[STUDY MATERIAL]

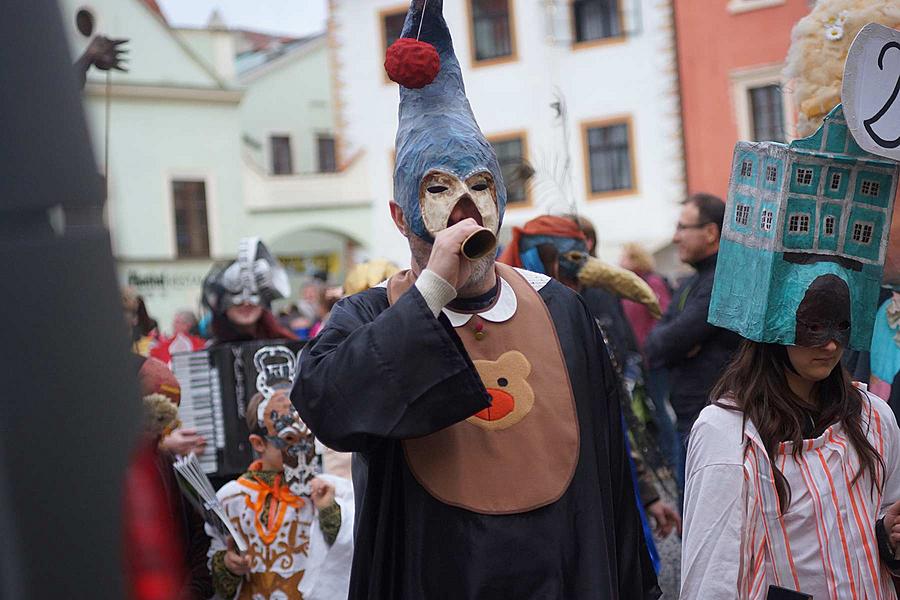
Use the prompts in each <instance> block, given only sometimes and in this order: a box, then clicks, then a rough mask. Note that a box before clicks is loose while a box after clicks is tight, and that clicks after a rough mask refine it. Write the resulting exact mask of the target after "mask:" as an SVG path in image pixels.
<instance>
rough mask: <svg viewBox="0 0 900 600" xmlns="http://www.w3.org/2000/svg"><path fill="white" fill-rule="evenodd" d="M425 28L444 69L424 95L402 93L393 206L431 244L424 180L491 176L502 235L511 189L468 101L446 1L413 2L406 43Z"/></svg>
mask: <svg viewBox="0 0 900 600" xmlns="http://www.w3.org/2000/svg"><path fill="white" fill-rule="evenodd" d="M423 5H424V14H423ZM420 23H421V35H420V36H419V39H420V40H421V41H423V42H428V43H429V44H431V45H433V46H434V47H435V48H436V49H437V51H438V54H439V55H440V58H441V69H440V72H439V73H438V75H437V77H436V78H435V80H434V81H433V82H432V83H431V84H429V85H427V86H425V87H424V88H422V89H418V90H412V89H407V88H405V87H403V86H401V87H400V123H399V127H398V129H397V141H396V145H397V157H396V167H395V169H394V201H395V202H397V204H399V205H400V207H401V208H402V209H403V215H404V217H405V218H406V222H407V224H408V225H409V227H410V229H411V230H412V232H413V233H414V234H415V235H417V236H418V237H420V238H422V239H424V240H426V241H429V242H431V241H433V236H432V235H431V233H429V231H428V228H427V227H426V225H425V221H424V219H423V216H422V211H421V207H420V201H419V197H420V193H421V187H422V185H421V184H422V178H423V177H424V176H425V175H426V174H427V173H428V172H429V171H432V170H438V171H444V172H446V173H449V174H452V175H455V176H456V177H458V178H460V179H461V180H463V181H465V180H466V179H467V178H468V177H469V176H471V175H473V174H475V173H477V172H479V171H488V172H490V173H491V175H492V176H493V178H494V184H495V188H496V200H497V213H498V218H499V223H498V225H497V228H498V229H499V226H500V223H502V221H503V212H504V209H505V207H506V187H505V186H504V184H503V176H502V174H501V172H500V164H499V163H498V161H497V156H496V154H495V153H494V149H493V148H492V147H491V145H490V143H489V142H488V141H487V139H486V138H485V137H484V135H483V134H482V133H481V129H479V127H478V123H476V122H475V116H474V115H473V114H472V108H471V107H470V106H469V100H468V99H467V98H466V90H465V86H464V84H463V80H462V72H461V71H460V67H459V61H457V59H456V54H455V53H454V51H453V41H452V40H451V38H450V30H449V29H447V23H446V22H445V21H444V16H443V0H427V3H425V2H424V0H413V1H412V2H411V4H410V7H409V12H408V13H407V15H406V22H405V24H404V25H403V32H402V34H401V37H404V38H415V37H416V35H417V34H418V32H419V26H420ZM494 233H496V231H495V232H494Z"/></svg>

--

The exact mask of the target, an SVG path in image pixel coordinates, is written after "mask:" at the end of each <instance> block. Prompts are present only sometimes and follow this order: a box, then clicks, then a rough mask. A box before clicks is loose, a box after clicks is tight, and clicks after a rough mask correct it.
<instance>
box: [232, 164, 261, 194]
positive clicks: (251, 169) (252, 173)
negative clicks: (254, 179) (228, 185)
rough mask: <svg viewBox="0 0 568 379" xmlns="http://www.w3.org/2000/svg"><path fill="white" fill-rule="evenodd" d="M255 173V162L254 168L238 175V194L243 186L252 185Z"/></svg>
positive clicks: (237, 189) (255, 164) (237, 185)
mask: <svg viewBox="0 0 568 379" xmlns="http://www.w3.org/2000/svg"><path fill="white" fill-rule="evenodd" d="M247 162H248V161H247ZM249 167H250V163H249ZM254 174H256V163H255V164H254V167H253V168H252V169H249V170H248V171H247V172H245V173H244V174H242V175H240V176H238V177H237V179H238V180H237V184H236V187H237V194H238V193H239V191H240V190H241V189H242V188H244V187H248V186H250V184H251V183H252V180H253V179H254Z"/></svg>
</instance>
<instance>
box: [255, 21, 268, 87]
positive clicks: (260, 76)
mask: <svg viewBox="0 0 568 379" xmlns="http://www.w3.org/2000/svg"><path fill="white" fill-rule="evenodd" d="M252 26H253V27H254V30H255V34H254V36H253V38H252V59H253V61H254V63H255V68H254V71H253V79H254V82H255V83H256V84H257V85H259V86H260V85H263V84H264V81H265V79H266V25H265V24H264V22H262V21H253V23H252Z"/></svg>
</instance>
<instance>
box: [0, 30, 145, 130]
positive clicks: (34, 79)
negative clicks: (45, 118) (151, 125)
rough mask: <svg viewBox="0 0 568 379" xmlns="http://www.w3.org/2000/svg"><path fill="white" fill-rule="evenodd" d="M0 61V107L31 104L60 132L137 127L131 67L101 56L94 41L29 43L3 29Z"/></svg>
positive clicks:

[WHAT THIS TASK INVOLVES] Filter the entries above and return only the lines holding "negative".

[WRITTEN REPLY]
negative clicks: (254, 179) (228, 185)
negative clicks: (45, 118) (151, 125)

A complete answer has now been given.